Given problem: Quote the entries that follow exactly, leaving none out.

Provided information:
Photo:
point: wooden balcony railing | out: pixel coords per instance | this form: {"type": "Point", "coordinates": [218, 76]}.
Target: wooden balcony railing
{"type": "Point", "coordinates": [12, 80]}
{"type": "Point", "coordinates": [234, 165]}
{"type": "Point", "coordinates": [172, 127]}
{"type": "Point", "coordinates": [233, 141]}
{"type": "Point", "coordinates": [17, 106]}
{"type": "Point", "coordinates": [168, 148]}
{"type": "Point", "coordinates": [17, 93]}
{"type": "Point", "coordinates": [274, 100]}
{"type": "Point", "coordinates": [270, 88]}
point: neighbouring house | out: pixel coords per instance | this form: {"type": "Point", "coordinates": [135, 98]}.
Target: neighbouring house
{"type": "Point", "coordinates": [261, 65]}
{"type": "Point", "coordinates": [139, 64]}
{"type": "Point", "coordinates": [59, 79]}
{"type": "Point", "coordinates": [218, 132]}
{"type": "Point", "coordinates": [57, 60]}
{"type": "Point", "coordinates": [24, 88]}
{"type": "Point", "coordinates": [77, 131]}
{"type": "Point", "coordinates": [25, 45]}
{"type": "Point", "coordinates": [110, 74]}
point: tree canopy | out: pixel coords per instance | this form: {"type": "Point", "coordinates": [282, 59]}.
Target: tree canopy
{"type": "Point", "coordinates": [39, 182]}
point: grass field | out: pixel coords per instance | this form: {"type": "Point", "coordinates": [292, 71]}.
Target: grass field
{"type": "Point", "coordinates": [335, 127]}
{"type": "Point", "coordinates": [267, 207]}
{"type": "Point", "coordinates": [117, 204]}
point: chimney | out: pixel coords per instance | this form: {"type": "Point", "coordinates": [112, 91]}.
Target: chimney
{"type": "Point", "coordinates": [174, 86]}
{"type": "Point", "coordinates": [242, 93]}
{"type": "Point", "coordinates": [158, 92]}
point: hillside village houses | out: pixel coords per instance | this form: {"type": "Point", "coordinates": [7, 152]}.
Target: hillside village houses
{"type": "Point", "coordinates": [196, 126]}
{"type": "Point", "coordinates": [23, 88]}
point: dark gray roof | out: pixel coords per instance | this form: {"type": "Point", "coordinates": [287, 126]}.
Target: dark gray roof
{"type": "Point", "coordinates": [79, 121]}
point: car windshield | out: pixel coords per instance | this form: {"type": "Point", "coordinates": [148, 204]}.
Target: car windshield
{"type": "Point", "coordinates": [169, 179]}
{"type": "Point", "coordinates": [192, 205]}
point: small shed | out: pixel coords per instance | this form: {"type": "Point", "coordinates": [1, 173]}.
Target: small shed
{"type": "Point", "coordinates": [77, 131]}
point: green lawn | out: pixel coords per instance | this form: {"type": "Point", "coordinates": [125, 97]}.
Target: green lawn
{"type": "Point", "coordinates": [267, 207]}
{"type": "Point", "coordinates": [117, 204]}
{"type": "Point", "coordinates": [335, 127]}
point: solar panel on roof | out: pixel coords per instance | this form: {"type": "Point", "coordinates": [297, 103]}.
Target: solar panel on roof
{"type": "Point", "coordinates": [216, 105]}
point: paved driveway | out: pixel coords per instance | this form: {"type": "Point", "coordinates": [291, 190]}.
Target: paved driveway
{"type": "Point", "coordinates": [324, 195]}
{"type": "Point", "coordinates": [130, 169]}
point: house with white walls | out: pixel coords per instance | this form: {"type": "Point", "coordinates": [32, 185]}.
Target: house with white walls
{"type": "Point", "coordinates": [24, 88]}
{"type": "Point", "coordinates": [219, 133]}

Output of the exercise:
Photo:
point: wooden balcony railing | out: pixel coords per instance | this form: {"type": "Point", "coordinates": [218, 76]}.
Target: wooden balcony railing
{"type": "Point", "coordinates": [12, 80]}
{"type": "Point", "coordinates": [234, 165]}
{"type": "Point", "coordinates": [172, 127]}
{"type": "Point", "coordinates": [233, 141]}
{"type": "Point", "coordinates": [17, 106]}
{"type": "Point", "coordinates": [168, 148]}
{"type": "Point", "coordinates": [17, 93]}
{"type": "Point", "coordinates": [274, 100]}
{"type": "Point", "coordinates": [270, 88]}
point: neighbouring house | out: pixel coords per instance | this form: {"type": "Point", "coordinates": [135, 98]}.
Target: neighbouring house
{"type": "Point", "coordinates": [261, 65]}
{"type": "Point", "coordinates": [139, 64]}
{"type": "Point", "coordinates": [59, 79]}
{"type": "Point", "coordinates": [218, 132]}
{"type": "Point", "coordinates": [57, 60]}
{"type": "Point", "coordinates": [24, 88]}
{"type": "Point", "coordinates": [77, 131]}
{"type": "Point", "coordinates": [25, 45]}
{"type": "Point", "coordinates": [110, 74]}
point: tree canopy | out: pixel coords per instance | this form: {"type": "Point", "coordinates": [282, 59]}.
Target: tree canopy
{"type": "Point", "coordinates": [39, 182]}
point: grass field | out: pixel coords per instance | this form: {"type": "Point", "coordinates": [292, 71]}.
Target: grass field
{"type": "Point", "coordinates": [335, 127]}
{"type": "Point", "coordinates": [267, 207]}
{"type": "Point", "coordinates": [117, 204]}
point: chimney | out: pixel coords per instance | this form: {"type": "Point", "coordinates": [112, 91]}.
Target: chimney
{"type": "Point", "coordinates": [174, 86]}
{"type": "Point", "coordinates": [242, 93]}
{"type": "Point", "coordinates": [158, 92]}
point: hillside village houses | out: pixel coords per instance | this form: {"type": "Point", "coordinates": [7, 152]}.
Target: hillside village houses
{"type": "Point", "coordinates": [196, 126]}
{"type": "Point", "coordinates": [23, 88]}
point: dark gray roof | out: pixel coords per instance | this form: {"type": "Point", "coordinates": [287, 126]}.
Target: dark gray roof
{"type": "Point", "coordinates": [79, 121]}
point: car windshield | out: pixel coords per instance | this form: {"type": "Point", "coordinates": [148, 204]}.
Target: car windshield
{"type": "Point", "coordinates": [169, 179]}
{"type": "Point", "coordinates": [192, 205]}
point: small shed | out: pixel coords per instance | this form: {"type": "Point", "coordinates": [1, 173]}.
Target: small shed
{"type": "Point", "coordinates": [77, 131]}
point: green lawn | out: pixel coords per instance | this form: {"type": "Point", "coordinates": [125, 97]}.
Target: green lawn
{"type": "Point", "coordinates": [267, 207]}
{"type": "Point", "coordinates": [117, 204]}
{"type": "Point", "coordinates": [335, 127]}
point: solar panel on roof | out: pixel coords per instance | this form: {"type": "Point", "coordinates": [297, 103]}.
Target: solar panel on roof
{"type": "Point", "coordinates": [216, 105]}
point: paved driveway | out: pixel coords per instance | this form: {"type": "Point", "coordinates": [291, 190]}.
Target: paved driveway
{"type": "Point", "coordinates": [324, 195]}
{"type": "Point", "coordinates": [130, 169]}
point: house with white walls | out: pixel coords per instance | this form: {"type": "Point", "coordinates": [32, 185]}.
Target: house with white walls
{"type": "Point", "coordinates": [24, 88]}
{"type": "Point", "coordinates": [219, 133]}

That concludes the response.